··· Study material ···
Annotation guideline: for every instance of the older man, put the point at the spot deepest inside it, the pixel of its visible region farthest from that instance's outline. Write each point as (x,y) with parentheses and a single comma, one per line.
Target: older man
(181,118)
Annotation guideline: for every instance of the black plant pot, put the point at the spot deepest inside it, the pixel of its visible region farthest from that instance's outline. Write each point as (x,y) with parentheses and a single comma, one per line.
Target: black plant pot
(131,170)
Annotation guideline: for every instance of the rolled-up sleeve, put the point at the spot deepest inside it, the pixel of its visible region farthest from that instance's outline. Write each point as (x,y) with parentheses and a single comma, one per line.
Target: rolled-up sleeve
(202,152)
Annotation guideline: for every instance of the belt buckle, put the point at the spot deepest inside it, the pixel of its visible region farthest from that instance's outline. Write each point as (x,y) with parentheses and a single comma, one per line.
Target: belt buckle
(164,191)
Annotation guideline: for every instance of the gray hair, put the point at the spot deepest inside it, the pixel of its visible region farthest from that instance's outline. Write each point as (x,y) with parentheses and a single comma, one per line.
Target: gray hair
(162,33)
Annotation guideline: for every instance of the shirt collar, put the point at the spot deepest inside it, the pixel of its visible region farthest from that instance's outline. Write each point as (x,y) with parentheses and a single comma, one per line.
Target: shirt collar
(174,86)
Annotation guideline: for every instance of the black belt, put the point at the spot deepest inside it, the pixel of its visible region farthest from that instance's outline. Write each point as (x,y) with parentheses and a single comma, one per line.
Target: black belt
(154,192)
···
*Assignment*
All of the data above needs to be written out again, exactly.

*Solution to the exercise*
Annotation guideline: for every instance of the older man, put the point at the spot deepest inside it, the pixel of its visible region farthest from that instance's outline. Write each point as (x,y) with parentheses and a single comma, one per line.
Target: older man
(181,118)
Annotation guideline: for every instance of the black plant pot, put the point at the spot deepest inside it, the pixel of its visible region farthest from that instance's outline. Write each point as (x,y) with parentheses and a single comma, one per line.
Target: black plant pot
(131,170)
Annotation guideline: for every instance of the rolled-up sleeve, put the point at the spot deepest inside it, the pixel of its visible region farthest from that instance's outline. Write each point as (x,y) with parentheses and a single comma, one per line.
Target: rolled-up sleeve
(202,152)
Annotation guideline: for every instance of the belt buckle, put the point at the spot deepest inside it, the pixel of its visible region farthest from that instance's outline. Write each point as (x,y) with parentheses and a single comma, one per line.
Target: belt buckle
(164,191)
Annotation guideline: for every instance of the gray hair, put the point at the spot deepest inside it, the pixel of its visible region farthest from that instance's outline. Write each point as (x,y) with parentheses and a single comma, one per line.
Target: gray hair
(162,33)
Annotation guideline: for every instance of the shirt collar, put the point at the spot deepest inside it, the pixel of its visible region farthest from that instance's outline. Write each point as (x,y) with parentheses and a single comma, one per line.
Target: shirt collar
(174,86)
Annotation guideline: for every instance of the black belt, put the point at the spot deepest inside it, the pixel of its visible region farthest from that instance's outline. Write each point as (x,y) with parentheses and a single comma, one per line.
Target: black belt
(154,192)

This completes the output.